Annenin oğluyla münasebeti denetleme üzerine kuruludur. Oğluyla ilgili bütün bilgileri Dadı Kalfadan alarak ilişkilerini dengelemeye çalışır. Romanda anne özverisi ve duygusallığı yalnızca oğlunun hastalandığını haber aldığında verdiği tepkilerde hissedilir.

Dadı Kalfa, Bihruz Beyi annesinden daha çok görür ve daha fazla yakın temasta bulunur.

Çünkü onun yeme içme, kıyafetlerini hazırlama ve giydirme, odasını düzenleme gibi tüm vazifeleri dadı üstlenmiştir. Büyük oranda dadı ile çok daha fazla paylaşımda bulunmanın bir getirisi olarak Bihruz Beyin dadısı ile muhabbeti annesine göre daha samimi görünür.

Romanda dadının Bihruz ile olan münasebetlerine bilhassa dikkat çekilir:

(9)

… yirmi senedir hizmetinde ve gece gündüz bir arada bulunmakla Dadı Kalfa Bihruz Bey’i maderane bir hiss-i şefkatle sever ve beyin hastalığında can ile, baş ile kendisine bakıp, kederli vakitlerinde de hatırını ele almaya say ederdi (Recaizâde Mahmud Ekrem, 2005, s.140).

Sürekli Bihruz Beyin hizmetini gören dadısı ona anne şefkati ve ilgisiyle yaklaşır, geç geldiğinde merak eder, hastalandığında üzülür ve onla ilgili her bilgiyi hemen hanımına iletir.

Örneğin; Periveş’in öldüğü haberini aldıktan sonra odaya kapanan ve hastalıklı bir hâl alan Bihruz’un bu kötü gidişatını ilk fark eden Dadı Kalfa olur ve hanımını acilen bu durumdan haberdar eder. Bir başka örnekte; gecenin karanlığına aldırmadan Periveş’in mezarını bulmaya gitmek ister ancak bunu yapmaktan çekinmesine tek sebep dadısı olur. Dadı kalfanın takibi ve suallerini düşünerek bu fikrinden vazgeçer.

Sonuç olarak Bihruz Beyin annesi bir vezir hanımı olduğu için geleneklere dayalı yaşamlarının getirisi ile oğluyla ilgili sorumluluklarını pek çok yardımcıyla bilhassa da Dadı Kalfa ile paylaşmış ve bunun sonucunda anne-oğul ilişkisi mesafeli bir hâl almıştır. Eğitim meselesi çerçevesinde ise özel hocaların bilhassa da Mösyö Piyer’in anne-oğul ilişkisindeki mesafeyi beslediği ve annenin geri planda kalmasına neden olduğu söylenebilir.

════════

# Görevler
a - Bihruz Bey ile dadısını konu alan metne göre Bihruz Bey'in dadısıyla muhabbeti annesine göre neden daha samimi görünür? Bir ila üç cümleyle açıklayın.
b - Bihruz Bey ile dadısını konu alan metinden yararlanarak şu soruları yanıtlayın:
(i) Alıntıya göre Dadı Kalfa kaç senedir Bihruz Bey'in hizmetindedir?
(ii) Bihruz Bey'in annesi kimin hanımıdır?
(iii) Eğitim meselesinde adı bilhassa anılan hoca kimdir?
c - Bihruz Bey ile dadısını konu alan metni kaldığı yerden sürdürün.
Ardından gelen listenin bu çalışmada hiçbir rolü yoktur.

# Veri kümesinden kesit
════════

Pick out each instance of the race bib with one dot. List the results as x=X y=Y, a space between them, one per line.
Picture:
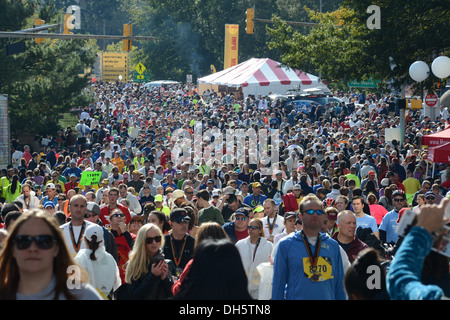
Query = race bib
x=321 y=272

════════

# Yanıtlar
a - Yeme içme, kıyafetlerini hazırlayıp giydirme ve odasını düzenleme gibi bütün vazifelerini Dadı Kalfa üstlendiği için Bihruz Bey onu annesinden daha çok görür ve onunla daha yakın temasta bulunur. Dadısıyla çok daha fazla paylaşımda bulunmasının bir getirisi olarak aralarındaki muhabbet daha samimi görünür.

b -
(i) Yirmi senedir.
(ii) Bir vezirin hanımıdır.
(iii) Mösyö Piyer'dir.

c -
Modernin Kıskacında Silikleşen Bir Anne: Bahtiyarlık Örneği

Ahmet Mithat Efendi, Bahtiyarlık romanında devir Osmanlı’sının pek çok problemini roman kurgusu içinde işlerken, Kadınların Terbiyesi başlığını taşıyan beşinci bölümde bilhassa eğitim meselesini ele alır. Osmanlı’nın hayat dinamiklerini yazınsal metne aktarmada oldukça başarılı olan Ahmet Mithat Efendi, Nusret Hanım’ın hikâyesinden söz ederken böylelikle kadının eğitimi ve kadına içkin alanların yeniden düzenlenmesi meselelerinde kendi faydacı görüşlerini öne çıkarır. Kütükçü’nün ifadesiyle; “Bir makale ya da en azından düşünsel yazı başlığını hatırlatan bu başlığın, okuru daha didaktik bir metne hazırladığı ve anlatıcının içindeki bilgilendirme çabasını kabule daha yatkın hale getirdiği kesindir” (Kütükçü, 2018, s.315).

Yamalı Musa’nın oğlu Senai ve Semih Efendi’nin oğlu Şinasi karakterlerinin zıtlığı üzerinden şehirli ve köylü karşılaştırması üzerine kurulmuş olan romanda ilk olarak tıpkı Felatun Bey ile Rakım Efendi’de olduğu gibi alafranga-alaturka ayrımı göze çarpar. Şinasi, mutluluk ve huzurun köyde bulunduğunu düşündüğü için şehirde yaşamaktansa köyde yaşama ve üretme planları yapar. Yamalı Musa’nın oğlu Senai ise babasının da telkinleriyle modernliğin ve mutluluğun şehirlerde olduğu düşüncesiyle İstanbul’a büyük bir hevesle gider. Nitekim İstanbul’da aradığını bulamadığı için yeni arayış yeri olan Paris’e gider. Dönüşü ise oldukça olaylı olur. Babasından kalan bütün mirası tüketen Senai, alafranga görünüşü ve tavırlarıyla

(10)

Abdülcabbar Beyin alafranga düşkünü kızı Nusret’in gönlünü çalmayı başarır. Bu çalışmanın üzerine odaklandığı anne-çocuk-muallime üçgeninde annenin dışlanması ve baskılanması işte bu noktada Senai ve Nusret’in ilişkisinden hareketle anlatılmaya başlar.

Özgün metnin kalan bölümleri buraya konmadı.